Data for the task
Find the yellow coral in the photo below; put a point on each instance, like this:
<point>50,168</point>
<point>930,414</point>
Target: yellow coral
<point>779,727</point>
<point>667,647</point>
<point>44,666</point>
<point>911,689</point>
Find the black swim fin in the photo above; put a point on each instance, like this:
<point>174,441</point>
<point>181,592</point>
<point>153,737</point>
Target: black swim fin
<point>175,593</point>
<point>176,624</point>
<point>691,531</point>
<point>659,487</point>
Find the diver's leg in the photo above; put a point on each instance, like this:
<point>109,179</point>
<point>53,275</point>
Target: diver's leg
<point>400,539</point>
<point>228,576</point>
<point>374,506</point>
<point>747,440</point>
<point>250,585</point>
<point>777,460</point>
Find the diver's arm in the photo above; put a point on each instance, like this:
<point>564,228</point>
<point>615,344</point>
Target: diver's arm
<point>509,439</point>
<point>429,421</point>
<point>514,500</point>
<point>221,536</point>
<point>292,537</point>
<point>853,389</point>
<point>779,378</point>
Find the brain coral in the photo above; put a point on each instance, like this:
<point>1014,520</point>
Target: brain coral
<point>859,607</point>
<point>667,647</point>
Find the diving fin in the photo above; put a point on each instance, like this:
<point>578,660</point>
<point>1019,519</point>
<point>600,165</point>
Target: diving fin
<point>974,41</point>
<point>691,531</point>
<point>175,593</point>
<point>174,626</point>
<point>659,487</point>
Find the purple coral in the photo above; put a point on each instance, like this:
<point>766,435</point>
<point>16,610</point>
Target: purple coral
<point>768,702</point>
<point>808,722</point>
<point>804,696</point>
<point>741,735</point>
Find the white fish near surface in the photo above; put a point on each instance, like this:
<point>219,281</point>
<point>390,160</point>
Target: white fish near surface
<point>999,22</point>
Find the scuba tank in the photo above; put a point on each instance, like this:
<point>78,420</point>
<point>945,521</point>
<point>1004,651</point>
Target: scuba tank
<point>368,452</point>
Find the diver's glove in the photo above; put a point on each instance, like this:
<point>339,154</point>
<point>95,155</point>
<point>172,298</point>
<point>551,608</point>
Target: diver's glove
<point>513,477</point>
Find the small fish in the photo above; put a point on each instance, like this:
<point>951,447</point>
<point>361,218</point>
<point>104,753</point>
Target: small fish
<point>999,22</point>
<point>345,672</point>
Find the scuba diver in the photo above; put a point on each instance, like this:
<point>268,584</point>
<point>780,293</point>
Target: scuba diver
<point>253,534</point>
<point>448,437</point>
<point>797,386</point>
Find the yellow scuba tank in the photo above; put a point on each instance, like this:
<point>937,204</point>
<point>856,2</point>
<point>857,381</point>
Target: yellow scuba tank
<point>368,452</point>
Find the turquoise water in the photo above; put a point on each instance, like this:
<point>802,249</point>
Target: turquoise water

Stated problem
In the records above, locate the line that contains "Find the scuba diver". Repeat it and every line after it, exactly, and nothing else.

Exercise output
Find the scuba diver in the photo above; put a point on each instance, like this:
<point>268,584</point>
<point>780,293</point>
Target: scuba diver
<point>253,534</point>
<point>448,437</point>
<point>797,386</point>
Find the yellow scuba tank in the photo above; put a point on each instance, like this:
<point>937,204</point>
<point>856,2</point>
<point>857,381</point>
Target: yellow scuba tank
<point>368,452</point>
Find the turquoise water in the photo above; put a point on each instance, like this:
<point>802,249</point>
Target: turquoise water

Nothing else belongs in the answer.